§ **PROBLEM REQUIREMENTS**
Retype the entire listing, keeping every word as it is.

§ **AVAILABLE RECORDS**
# # # #
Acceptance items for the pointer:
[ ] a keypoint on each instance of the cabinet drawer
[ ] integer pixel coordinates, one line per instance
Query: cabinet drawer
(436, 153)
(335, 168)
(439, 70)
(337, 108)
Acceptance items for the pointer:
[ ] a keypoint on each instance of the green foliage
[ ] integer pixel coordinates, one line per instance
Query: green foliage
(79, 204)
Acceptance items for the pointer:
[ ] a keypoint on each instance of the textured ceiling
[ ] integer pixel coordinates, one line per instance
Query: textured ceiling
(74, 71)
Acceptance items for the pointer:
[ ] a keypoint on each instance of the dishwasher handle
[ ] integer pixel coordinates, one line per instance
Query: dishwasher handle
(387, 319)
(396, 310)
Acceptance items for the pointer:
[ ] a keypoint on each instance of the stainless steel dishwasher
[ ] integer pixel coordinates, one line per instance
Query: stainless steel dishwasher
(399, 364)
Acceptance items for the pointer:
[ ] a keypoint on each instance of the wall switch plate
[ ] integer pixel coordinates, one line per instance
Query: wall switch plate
# # # #
§ **TASK SOLUTION**
Acceptance items for the pointer:
[ ] a keypoint on each instance of the cabinet drawer
[ ] integer pixel coordinates, one line per instance
Query: cabinet drawer
(436, 153)
(335, 168)
(439, 70)
(337, 108)
Acceptance items for the pointer:
[ ] a keypoint on each instance of the green foliage
[ ] integer pixel coordinates, one line per instance
Query: green foliage
(79, 204)
Acceptance items for the pointer:
[ ] a keypoint on each instance of the textured ceiling
[ ] integer pixel coordinates, one line per instance
Query: textured ceiling
(74, 71)
Acceptance items for the pointer:
[ ] a keypoint on each instance of the dishwasher handle
[ ] integer pixel coordinates, one line per instance
Query: dishwasher handle
(387, 319)
(396, 310)
Acceptance items for the pointer:
[ ] a keypoint on each instance of the stainless steel dishwasher
[ ] integer pixel coordinates, one line per instance
Query: stainless steel dishwasher
(399, 364)
Acceptance items for the pointer:
[ ] a keypoint on each instance of the wall switch plate
[ ] integer pixel coordinates, one line per instance
Query: wall switch plate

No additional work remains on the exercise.